**Selection**
** Start **
It is also the first in a group of nine written on Thanksgiving Day:
  1. The Friends Of The Landmark Forum In South Africa
  2. Simple Things
  3. Full On You
  4. Regular Guy
  5. No Line
  6. Orchid Leaves
  7. Service: The Same Game Played In A Whole New Way
  8. Coming From Love
  9. Velcro Faces
in that order.

It is also the prequel to
  1. South Africa Premiere
  2. Still Standing: Musings On The Permanent Impermanence Of Transformation
  3. Freedom To Be
  4. A Question Of Race
in that order.

I am indebted to Anna Taglieri who requested I write this account, and to Margaretha van der Meijden Theron who contributed material.




Photography by Mark Skinner
Table Mountain, Cape Town
backdrop for introducing Werner's work to South Africa, 1979


The Promise



Fulfilling a promise I made to Werner Erhard at 2:00am one morning in 1979 in the kitchen of his San Francisco home, the Franklin House, I went to South Africa, and over the course of a year led the first series of ten guest seminars around the country in the major cities, causing the first one thousand enrollments in South Africa which inexorably started Werner's work there.
** End **
**Dataset content**
** Start **
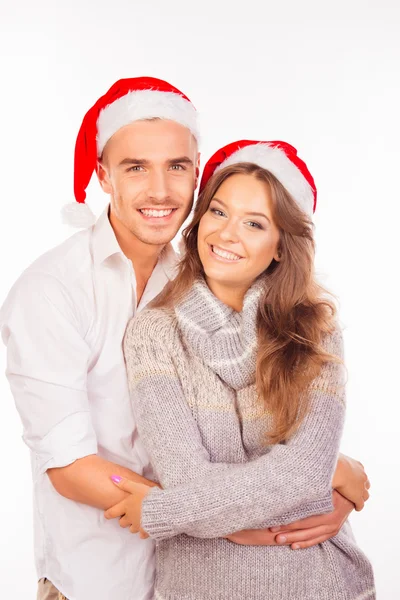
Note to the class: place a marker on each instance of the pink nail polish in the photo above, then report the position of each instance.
(281, 539)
** End **
**Written problem**
Resume the account of bringing Werner Erhard's work to South Africa, continuing on from its final sentence. The lines above have no connection to the account of the promise.

**The reply**
Out of a promise of this nature, you may well imagine that any of a number of things might have happened. This is what actually did happen. And while I am not the story of my life, this conversation accounts for and tells that story. If, indeed, a story must be told at all, then I intend to support it being told accurately.



What Happened: Introducing Werner's Work To South Africa, 1979



It's not that I hit the ground running because I didn't. If anything, I hit the ground sitting. Upon arrival in Cape Town where I had completed my university education nine years earlier, the first thing I did was visit family and look up old friends. We sat around talking. I had no strategy for what was about to happen. Rather, that seemed to unfold ... just in the process of life itself ...

People said to me: "You're different than when we last saw you", and "Something has changed about you", and "What happened to you? You seem open and at peace".

Gradually I started to share about this guy I met (Werner Erhard) and this thing I did (the est  training). In the United States where everyone has access to Werner's work, an already healthy level of skepticism had built up. But in 1979 in South Africa, cloistered as it was by the fetters of apartheid, the listening for transformation was acute. Enrollment was an easy, delightful process.

A book written by Luke Rhinehart called The Book of est was quite well known in South Africa, so there already was some sense of the form Werner's work took. But book knowledge is one thing. Having someone willing to share from first hand experience was something else entirely. Soon I started receiving invitations to share Werner's work with home groups.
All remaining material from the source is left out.